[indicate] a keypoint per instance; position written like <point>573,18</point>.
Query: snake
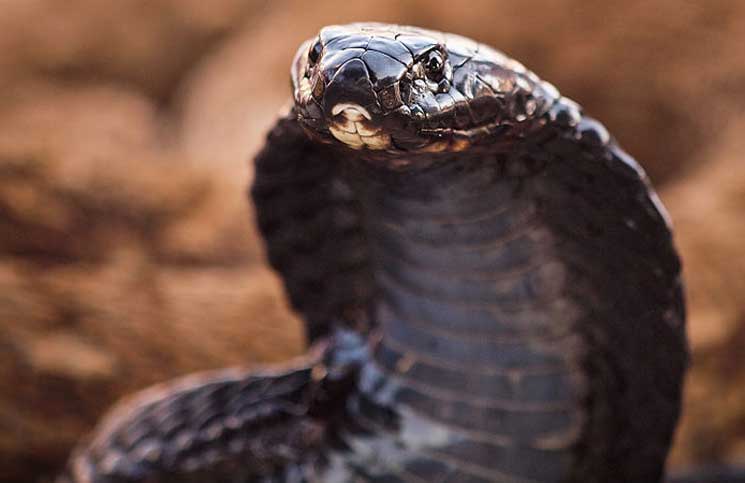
<point>488,281</point>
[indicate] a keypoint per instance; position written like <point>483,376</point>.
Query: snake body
<point>489,282</point>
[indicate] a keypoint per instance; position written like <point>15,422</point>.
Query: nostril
<point>318,87</point>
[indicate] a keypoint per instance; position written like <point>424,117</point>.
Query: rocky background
<point>128,253</point>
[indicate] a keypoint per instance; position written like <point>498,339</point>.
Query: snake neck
<point>474,355</point>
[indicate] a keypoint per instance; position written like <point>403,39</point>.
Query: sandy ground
<point>128,253</point>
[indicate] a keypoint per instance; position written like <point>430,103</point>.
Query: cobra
<point>488,280</point>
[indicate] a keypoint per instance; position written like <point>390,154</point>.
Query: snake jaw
<point>351,125</point>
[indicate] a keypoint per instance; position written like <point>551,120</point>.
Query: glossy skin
<point>489,280</point>
<point>411,90</point>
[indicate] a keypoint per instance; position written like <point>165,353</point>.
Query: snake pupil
<point>315,52</point>
<point>434,64</point>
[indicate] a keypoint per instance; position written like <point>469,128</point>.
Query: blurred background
<point>128,253</point>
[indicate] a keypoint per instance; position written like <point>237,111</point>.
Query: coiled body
<point>496,297</point>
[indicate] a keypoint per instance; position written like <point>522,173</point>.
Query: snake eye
<point>315,52</point>
<point>434,65</point>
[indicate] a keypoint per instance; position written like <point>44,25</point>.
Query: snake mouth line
<point>352,127</point>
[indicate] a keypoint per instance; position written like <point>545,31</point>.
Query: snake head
<point>398,89</point>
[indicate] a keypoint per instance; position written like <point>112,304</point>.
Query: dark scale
<point>488,281</point>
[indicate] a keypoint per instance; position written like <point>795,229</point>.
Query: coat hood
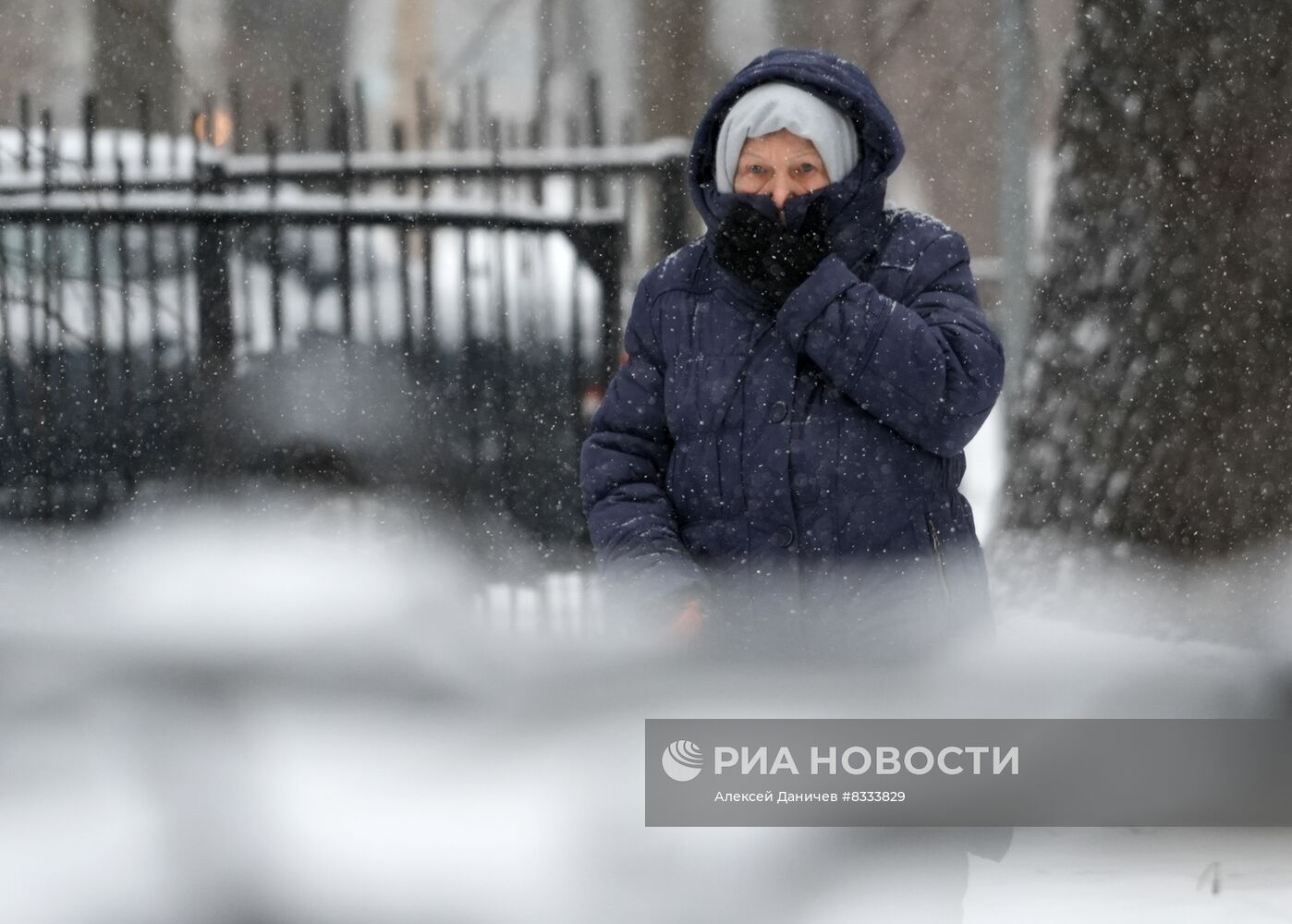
<point>857,200</point>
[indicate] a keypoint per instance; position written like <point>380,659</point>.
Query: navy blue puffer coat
<point>802,466</point>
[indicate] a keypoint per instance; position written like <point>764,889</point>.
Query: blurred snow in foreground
<point>292,710</point>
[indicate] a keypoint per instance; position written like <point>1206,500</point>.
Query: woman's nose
<point>783,188</point>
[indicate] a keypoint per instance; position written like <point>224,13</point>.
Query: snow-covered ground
<point>291,710</point>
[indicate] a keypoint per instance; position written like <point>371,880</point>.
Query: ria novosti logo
<point>682,760</point>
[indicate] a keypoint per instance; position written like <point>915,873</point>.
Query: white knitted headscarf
<point>772,106</point>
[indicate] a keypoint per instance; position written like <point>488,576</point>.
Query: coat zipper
<point>937,554</point>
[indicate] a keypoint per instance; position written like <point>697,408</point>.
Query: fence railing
<point>482,286</point>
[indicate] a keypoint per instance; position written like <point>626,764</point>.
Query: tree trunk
<point>1156,392</point>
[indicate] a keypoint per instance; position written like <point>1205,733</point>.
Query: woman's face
<point>781,164</point>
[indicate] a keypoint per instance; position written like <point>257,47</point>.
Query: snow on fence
<point>145,278</point>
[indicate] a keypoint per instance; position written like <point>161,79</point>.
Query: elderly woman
<point>779,459</point>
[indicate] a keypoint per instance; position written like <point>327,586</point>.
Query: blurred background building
<point>658,62</point>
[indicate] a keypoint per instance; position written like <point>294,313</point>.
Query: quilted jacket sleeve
<point>931,367</point>
<point>630,518</point>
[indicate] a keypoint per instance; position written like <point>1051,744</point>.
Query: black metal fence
<point>438,318</point>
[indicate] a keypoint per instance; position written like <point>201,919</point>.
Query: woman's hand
<point>687,625</point>
<point>770,259</point>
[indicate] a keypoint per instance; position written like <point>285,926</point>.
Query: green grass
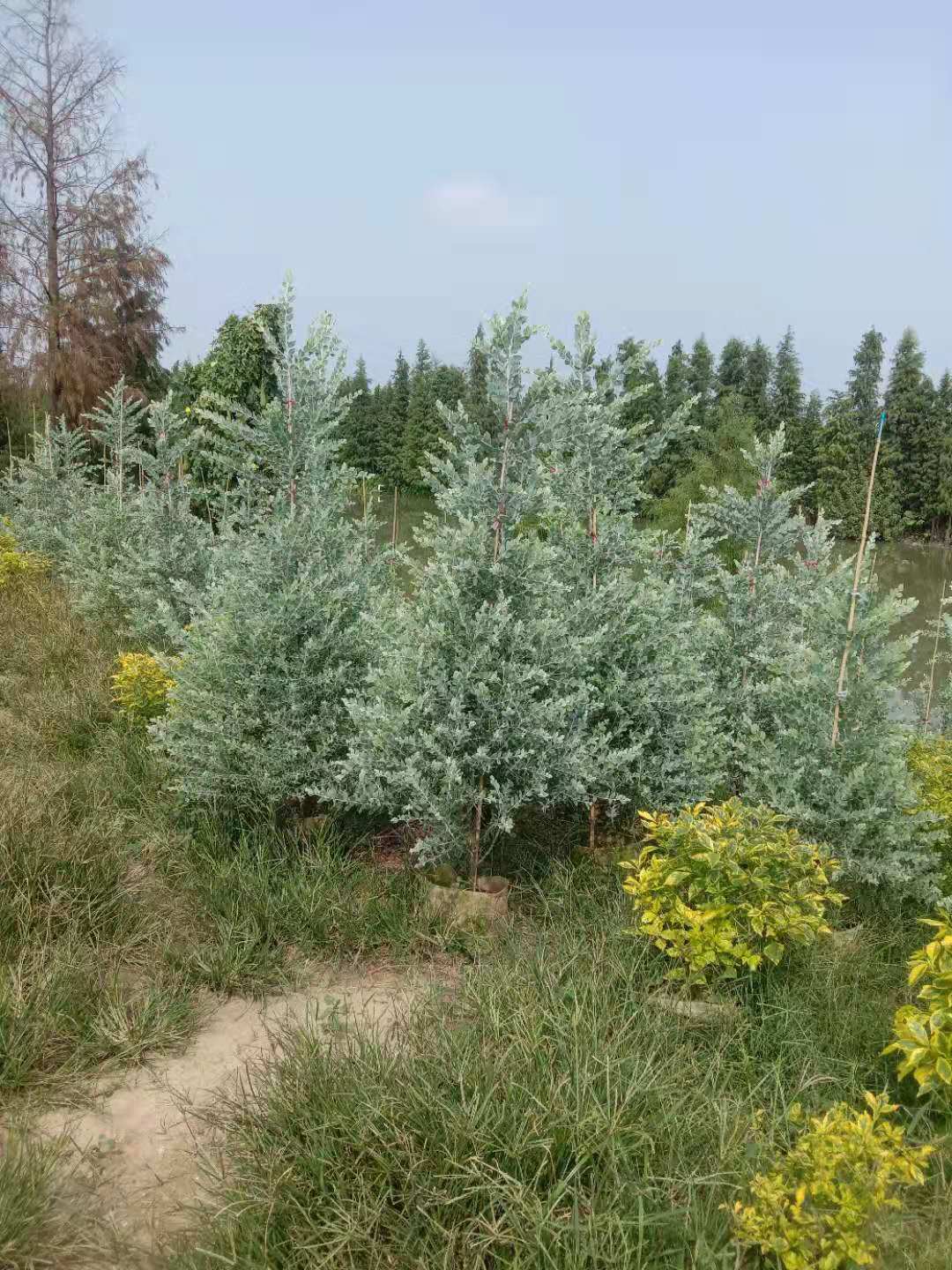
<point>554,1116</point>
<point>257,895</point>
<point>34,1232</point>
<point>81,925</point>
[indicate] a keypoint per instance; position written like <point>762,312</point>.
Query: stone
<point>471,908</point>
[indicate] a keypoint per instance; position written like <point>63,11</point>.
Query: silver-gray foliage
<point>280,638</point>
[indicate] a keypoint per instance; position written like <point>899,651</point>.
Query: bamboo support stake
<point>593,805</point>
<point>934,653</point>
<point>851,620</point>
<point>478,833</point>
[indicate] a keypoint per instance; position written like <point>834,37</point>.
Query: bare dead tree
<point>80,285</point>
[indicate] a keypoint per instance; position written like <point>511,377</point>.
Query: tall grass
<point>81,926</point>
<point>554,1116</point>
<point>256,895</point>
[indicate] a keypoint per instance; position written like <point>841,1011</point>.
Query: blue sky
<point>726,168</point>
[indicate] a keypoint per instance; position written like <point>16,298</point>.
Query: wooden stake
<point>476,834</point>
<point>851,620</point>
<point>593,536</point>
<point>936,651</point>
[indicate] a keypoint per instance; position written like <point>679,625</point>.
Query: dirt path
<point>141,1145</point>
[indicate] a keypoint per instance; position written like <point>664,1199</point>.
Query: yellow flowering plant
<point>723,889</point>
<point>923,1034</point>
<point>815,1211</point>
<point>14,563</point>
<point>141,687</point>
<point>931,765</point>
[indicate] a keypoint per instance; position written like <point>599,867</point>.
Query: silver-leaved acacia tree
<point>282,635</point>
<point>478,704</point>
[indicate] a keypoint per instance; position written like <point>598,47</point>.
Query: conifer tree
<point>476,398</point>
<point>786,385</point>
<point>641,383</point>
<point>847,446</point>
<point>913,432</point>
<point>680,451</point>
<point>758,374</point>
<point>675,378</point>
<point>787,409</point>
<point>360,430</point>
<point>239,365</point>
<point>732,369</point>
<point>701,383</point>
<point>804,437</point>
<point>420,412</point>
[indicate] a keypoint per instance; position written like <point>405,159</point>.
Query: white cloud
<point>480,202</point>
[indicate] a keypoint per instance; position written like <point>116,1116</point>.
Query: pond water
<point>922,571</point>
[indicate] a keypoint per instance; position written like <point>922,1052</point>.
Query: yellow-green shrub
<point>14,563</point>
<point>923,1034</point>
<point>720,889</point>
<point>815,1211</point>
<point>141,687</point>
<point>931,764</point>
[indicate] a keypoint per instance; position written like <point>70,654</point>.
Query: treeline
<point>743,394</point>
<point>389,429</point>
<point>752,390</point>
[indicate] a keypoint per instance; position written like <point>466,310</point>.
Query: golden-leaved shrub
<point>723,889</point>
<point>815,1211</point>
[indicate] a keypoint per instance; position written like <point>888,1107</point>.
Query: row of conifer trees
<point>747,392</point>
<point>541,651</point>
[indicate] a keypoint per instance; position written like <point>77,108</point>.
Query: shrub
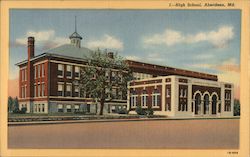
<point>140,111</point>
<point>122,111</point>
<point>150,111</point>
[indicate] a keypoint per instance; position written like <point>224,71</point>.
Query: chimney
<point>31,47</point>
<point>111,55</point>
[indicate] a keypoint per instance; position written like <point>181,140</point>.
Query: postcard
<point>124,78</point>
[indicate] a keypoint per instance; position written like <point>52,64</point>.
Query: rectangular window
<point>38,71</point>
<point>43,70</point>
<point>144,100</point>
<point>77,108</point>
<point>68,89</point>
<point>43,89</point>
<point>35,75</point>
<point>133,101</point>
<point>77,72</point>
<point>60,108</point>
<point>68,108</point>
<point>69,71</point>
<point>60,89</point>
<point>38,90</point>
<point>34,90</point>
<point>77,93</point>
<point>60,70</point>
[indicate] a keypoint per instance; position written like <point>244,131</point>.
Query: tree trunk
<point>101,106</point>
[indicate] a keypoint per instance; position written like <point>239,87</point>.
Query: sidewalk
<point>115,120</point>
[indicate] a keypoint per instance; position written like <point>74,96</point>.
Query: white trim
<point>44,61</point>
<point>70,63</point>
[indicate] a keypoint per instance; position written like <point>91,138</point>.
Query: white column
<point>163,95</point>
<point>222,97</point>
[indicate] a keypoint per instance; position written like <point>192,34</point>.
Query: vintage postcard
<point>125,78</point>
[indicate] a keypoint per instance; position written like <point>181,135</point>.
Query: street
<point>194,134</point>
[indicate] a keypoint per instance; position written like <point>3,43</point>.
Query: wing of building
<point>47,85</point>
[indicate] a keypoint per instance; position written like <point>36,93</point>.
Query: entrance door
<point>197,103</point>
<point>214,102</point>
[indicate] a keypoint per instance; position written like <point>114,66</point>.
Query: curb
<point>114,120</point>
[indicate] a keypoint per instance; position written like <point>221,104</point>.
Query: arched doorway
<point>214,103</point>
<point>197,105</point>
<point>206,104</point>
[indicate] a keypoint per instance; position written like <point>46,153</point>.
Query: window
<point>34,90</point>
<point>77,108</point>
<point>168,92</point>
<point>35,73</point>
<point>185,93</point>
<point>60,89</point>
<point>69,71</point>
<point>77,72</point>
<point>68,89</point>
<point>38,90</point>
<point>68,108</point>
<point>43,89</point>
<point>114,93</point>
<point>156,99</point>
<point>60,107</point>
<point>60,70</point>
<point>144,98</point>
<point>133,100</point>
<point>39,108</point>
<point>43,70</point>
<point>43,107</point>
<point>38,71</point>
<point>168,107</point>
<point>181,91</point>
<point>77,93</point>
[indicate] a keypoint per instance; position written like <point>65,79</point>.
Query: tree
<point>236,107</point>
<point>16,104</point>
<point>10,104</point>
<point>104,73</point>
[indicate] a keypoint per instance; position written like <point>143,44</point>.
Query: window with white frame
<point>34,90</point>
<point>60,70</point>
<point>77,108</point>
<point>68,89</point>
<point>144,98</point>
<point>77,72</point>
<point>38,90</point>
<point>77,92</point>
<point>68,107</point>
<point>35,73</point>
<point>43,89</point>
<point>69,71</point>
<point>168,92</point>
<point>60,89</point>
<point>181,93</point>
<point>133,100</point>
<point>156,98</point>
<point>43,69</point>
<point>184,93</point>
<point>60,108</point>
<point>38,71</point>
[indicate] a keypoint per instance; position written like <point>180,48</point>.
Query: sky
<point>200,40</point>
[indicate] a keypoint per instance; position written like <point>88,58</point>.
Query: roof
<point>70,50</point>
<point>75,35</point>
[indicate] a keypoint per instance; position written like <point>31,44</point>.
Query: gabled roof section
<point>70,50</point>
<point>75,35</point>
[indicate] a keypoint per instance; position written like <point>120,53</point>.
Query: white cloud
<point>219,38</point>
<point>107,41</point>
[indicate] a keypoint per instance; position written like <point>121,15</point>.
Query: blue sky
<point>200,40</point>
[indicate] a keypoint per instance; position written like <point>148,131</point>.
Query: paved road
<point>195,134</point>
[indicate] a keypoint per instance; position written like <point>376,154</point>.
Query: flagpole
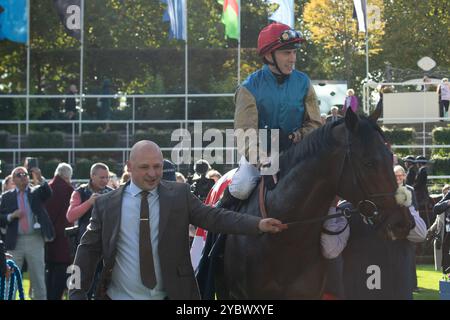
<point>27,115</point>
<point>366,88</point>
<point>185,67</point>
<point>367,44</point>
<point>239,43</point>
<point>80,117</point>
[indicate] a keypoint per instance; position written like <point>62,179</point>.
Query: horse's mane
<point>321,140</point>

....

## What this task involves
Extract only the lines from the one that contains "written like <point>65,79</point>." through the end of the records, inclusive, and omit every picture.

## Worked answer
[indicate] a keypoint per instance; position written like <point>65,79</point>.
Query: tree
<point>236,107</point>
<point>16,104</point>
<point>10,104</point>
<point>104,73</point>
[indicate] a keypoint per instance; position written like <point>143,44</point>.
Query: window with white frame
<point>34,90</point>
<point>60,70</point>
<point>77,108</point>
<point>68,89</point>
<point>144,98</point>
<point>77,72</point>
<point>38,90</point>
<point>77,92</point>
<point>68,107</point>
<point>35,73</point>
<point>43,89</point>
<point>69,71</point>
<point>168,92</point>
<point>60,89</point>
<point>181,93</point>
<point>133,100</point>
<point>156,98</point>
<point>43,69</point>
<point>184,93</point>
<point>60,108</point>
<point>38,71</point>
[indicate] a keypoint per instance; position written like <point>180,48</point>.
Query: sky
<point>200,40</point>
[indicate] a keypoint per instance; position written like <point>88,58</point>.
Query: roof
<point>70,50</point>
<point>75,35</point>
[indicate] a keypoint per instance; position written like <point>31,44</point>.
Query: gabled roof section
<point>70,50</point>
<point>75,35</point>
[indicate] a keypoint per instance; position written like <point>120,53</point>.
Query: white cloud
<point>219,38</point>
<point>107,41</point>
[indicate] a keypoint per instance; position written like <point>121,15</point>.
Query: blue sky
<point>200,40</point>
[indicate] a keypoint per instance; position written like <point>148,131</point>.
Query: paved road
<point>195,134</point>
[indicate] a keypoint per instance; position written like <point>376,154</point>.
Query: flagpole
<point>27,115</point>
<point>366,88</point>
<point>185,67</point>
<point>367,44</point>
<point>239,43</point>
<point>80,117</point>
[indicate] a keypoint per instance; position written like <point>62,179</point>.
Query: horse's mane
<point>321,140</point>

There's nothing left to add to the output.